Here is the scenario: You have a great opportunity to boost your income by introducing your rental property to the real estate market. The research is done, the investments are made, and now a vacancy is primed for amazing tenants to make it their new home. The problem you now face is; how do you find these amazing Residents?
Many landlords, property managers and real estate agents find themselves in this situation time and time again where the rental market competition is fierce. Statistics have shown that one-third of the population are rental Residents and the common mindset is shifting to this living scenario being a preferable option. Furthermore, Residents are not just the college age demographic with little to no credit. There are nearly as many Residents age 30-65 years old as there are renters who are under the age of 30. This now begs the question; “How can one of these potential applicants become my new, great Resident?
With such a broad span of ages regarding potential Residents, there should be an equally diverse range of methods to attract them to your vacancies.
Here are some of the most successful methods for filling a vacancy:
1. Word of Mouth. This is not the old game of telephone you played as a kid, where you give someone information, they pass it along to someone else, and you hope it returns to you the way you intended. Today, leveraging technology can turn anyone’s voice into the most effective megaphone you can imagine. Some of the most trustworthy Residents can come from those you know. Tell everyone you can about your vacancy through every channel at your disposal.

▶ [ACTIONS TO TAKE]:
1 - Reproduce the stretch of the passage on attracting rental tenants from "With such a" through "at your disposal.", replacing "megaphone" with "loudspeaker".
2 - Extend the passage on attracting rental tenants, picking up after its final sentence.

▶ [DATA EXTRACT]:

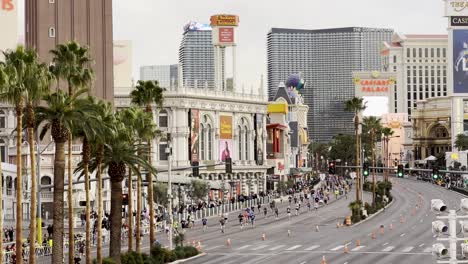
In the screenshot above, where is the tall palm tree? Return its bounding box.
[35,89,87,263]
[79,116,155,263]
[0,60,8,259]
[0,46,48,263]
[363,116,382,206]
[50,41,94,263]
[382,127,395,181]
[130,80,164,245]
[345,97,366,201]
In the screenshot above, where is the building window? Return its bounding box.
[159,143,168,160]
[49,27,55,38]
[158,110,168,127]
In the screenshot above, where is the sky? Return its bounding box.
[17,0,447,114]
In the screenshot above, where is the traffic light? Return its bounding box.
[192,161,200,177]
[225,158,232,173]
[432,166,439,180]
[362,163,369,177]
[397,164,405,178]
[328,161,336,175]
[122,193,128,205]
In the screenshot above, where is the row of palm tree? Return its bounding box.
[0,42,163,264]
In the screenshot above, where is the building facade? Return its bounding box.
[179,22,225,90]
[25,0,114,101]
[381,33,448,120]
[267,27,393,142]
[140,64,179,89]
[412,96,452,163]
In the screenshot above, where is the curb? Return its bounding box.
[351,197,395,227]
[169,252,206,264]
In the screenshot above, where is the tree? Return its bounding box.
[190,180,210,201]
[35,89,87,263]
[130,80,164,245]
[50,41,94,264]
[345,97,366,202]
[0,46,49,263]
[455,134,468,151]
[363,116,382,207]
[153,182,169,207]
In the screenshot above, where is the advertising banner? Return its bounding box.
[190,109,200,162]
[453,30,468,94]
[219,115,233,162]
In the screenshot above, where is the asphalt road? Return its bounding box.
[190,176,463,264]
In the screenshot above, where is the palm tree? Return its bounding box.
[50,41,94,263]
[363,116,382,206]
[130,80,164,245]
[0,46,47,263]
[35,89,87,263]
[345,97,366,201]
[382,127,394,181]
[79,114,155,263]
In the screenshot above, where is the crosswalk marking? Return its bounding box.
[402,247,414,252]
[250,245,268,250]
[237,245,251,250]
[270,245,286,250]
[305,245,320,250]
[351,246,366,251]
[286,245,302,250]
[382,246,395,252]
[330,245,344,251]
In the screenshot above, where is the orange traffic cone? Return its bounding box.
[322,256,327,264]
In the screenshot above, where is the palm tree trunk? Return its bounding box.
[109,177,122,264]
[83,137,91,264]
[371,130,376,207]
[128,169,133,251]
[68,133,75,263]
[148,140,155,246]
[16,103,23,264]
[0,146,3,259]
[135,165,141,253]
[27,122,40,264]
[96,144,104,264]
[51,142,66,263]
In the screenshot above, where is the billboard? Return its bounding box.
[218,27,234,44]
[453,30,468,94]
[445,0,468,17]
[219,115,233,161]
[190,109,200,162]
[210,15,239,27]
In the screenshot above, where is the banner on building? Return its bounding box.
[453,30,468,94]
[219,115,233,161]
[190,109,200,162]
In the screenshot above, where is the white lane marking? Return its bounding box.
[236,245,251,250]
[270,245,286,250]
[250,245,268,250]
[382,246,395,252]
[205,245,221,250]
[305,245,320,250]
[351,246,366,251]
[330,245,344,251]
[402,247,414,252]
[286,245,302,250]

--

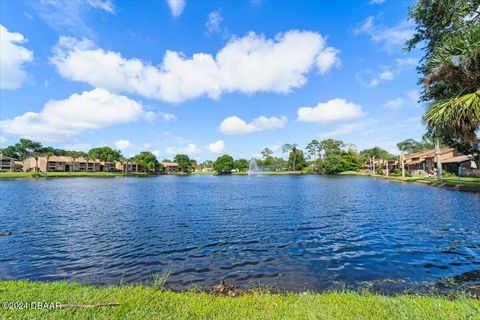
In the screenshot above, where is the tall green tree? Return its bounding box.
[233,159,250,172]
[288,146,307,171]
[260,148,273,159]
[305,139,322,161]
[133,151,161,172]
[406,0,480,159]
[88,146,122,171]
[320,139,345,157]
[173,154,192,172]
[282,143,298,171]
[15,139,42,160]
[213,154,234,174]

▶ [RESPONSES TO THE EXERCISE]:
1 -
With such a broad span of ages regarding potential Residents, there should be an equally diverse range of methods to attract them to your vacancies.
Here are some of the most successful methods for filling a vacancy:
1. Word of Mouth. This is not the old game of telephone you played as a kid, where you give someone information, they pass it along to someone else, and you hope it returns to you the way you intended. Today, leveraging technology can turn anyone’s voice into the most effective loudspeaker you can imagine. Some of the most trustworthy Residents can come from those you know. Tell everyone you can about your vacancy through every channel at your disposal.

2 -
2. Check your phone contacts and text people who might know a potential applicant.
3. Use every social media network you have at your disposal. Post the rental advertisement on Facebook, Twitter, Instagram, etc. Be sure to include photos.
4. Incorporate your vacancies into small talk conversations as you go about daily activities. A simple “. . . my day has been going well, I’ve been looking to fill a vacancy. . .” can open the door to finding your new Resident.
5. With any method you use do not forget the old adage, “a picture is worth a thousand words.” Keep multiple photos of your rental property on your cell phone and share the photos any time you promote the vacancy online.
6. Know Your Target Audience. Is your vacant property close to schools, malls, business parks or other areas of interest in the city? Look at this information and use it to your advantage to find some high-quality applicants. If a college is in the vicinity, post flyers on campus and highlight features of the house that might be attractive to renters who may not have much experience living on their own. Do not just consider advertising in locations close to shopping, as a perk to consumers. Anywhere with a large number of businesses have employees who likely would be excited to have a short commute.
7. Know Your Policies. There is more to filling a vacant rental than just finding someone to occupy it. The ultimate goal is find well qualified renters who will treat the property with care and pay their rent on time. You will want to filter out the riff-raff that can waste your valuable time trying to rent a property for which they are clearly not qualified. Worse, they could end up creating additional, unnecessary costs for the property. To establish a set of clear, concise and most importantly legal rental policies, there are a few steps you can take:
8. Begin by educating yourself on jurisdictional rental laws. These can be found by doing a search online and referencing a state’s government (.gov) guide and the city website. For example, California released an online guide to outline the responsibilities of landlords and tenants.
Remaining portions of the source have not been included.